JOB: Can you reproduce the journal-submission post below, starting with "Monday, July 15, 2019" and going on through "sent it in.", but with "paper" swapped in for "manuscript" everywhere?

SOURCE EXTRACT:
▬▬▬▬▬▬
Monday, July 15, 2019

One thing done

I made the final corrections and additions (incorporating my co-author's comments) to the manuscript this morning and sent it in.

As I said to myself sending it in: "Godspeed, little manuscript*, may you be accepted with minor revisions"

(Accepted with minor revisions is about the best you can hope for. There is straight acceptance, where you need not make any changes, but that is vanishingly rare, and perhaps actually, making revisions makes for a stronger paper. Minor revisions is good because that usually means just stylistic things and maybe adding a statement or two here or there. Major revisions is less-good, you must overhaul the paper and often do additional data analysis and it can slow down publication a good bit, because often there's ANOTHER review process. Revise-and-resubmit is "rejected, but you can try again" and that's where you decide "is it worth it to me?" Outright rejection is the worst....I've received several of those in my career. Not as many as some people, because I don't aim all that high with my publications. It's a matter of philosophy - my advisor always believed in shooting for the most-prestigious and widely-circulated journal where your work might fit, and expecting to be rejected a lot of the time and having to drop back to a "lesser" journal. Me, I care less about prestige (and in the era of online availability and things like JSTOR, circulation numbers might matter less) and what I care about is the minimum of psychic pain to me, and the maximum of being able to count another paper "done"....so I mostly go for smaller, regional journals that are more likely to accept a solid but unexciting paper, where for the "big" journals you have to either have something really special or somehow catch the attention of an editor or reviewer....a lot of good papers get rejected for lack of space but I just don't want to deal with that)
▬▬▬▬▬▬
PROVIDED MATERIAL:

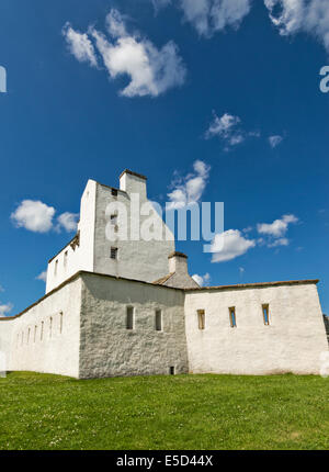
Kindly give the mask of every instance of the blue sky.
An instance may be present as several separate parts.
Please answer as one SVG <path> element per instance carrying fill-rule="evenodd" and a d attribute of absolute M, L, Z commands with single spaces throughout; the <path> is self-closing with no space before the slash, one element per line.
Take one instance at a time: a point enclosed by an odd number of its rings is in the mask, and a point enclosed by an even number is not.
▬▬▬▬▬▬
COMPLETE RESPONSE:
Monday, July 15, 2019

One thing done

I made the final corrections and additions (incorporating my co-author's comments) to the paper this morning and sent it in.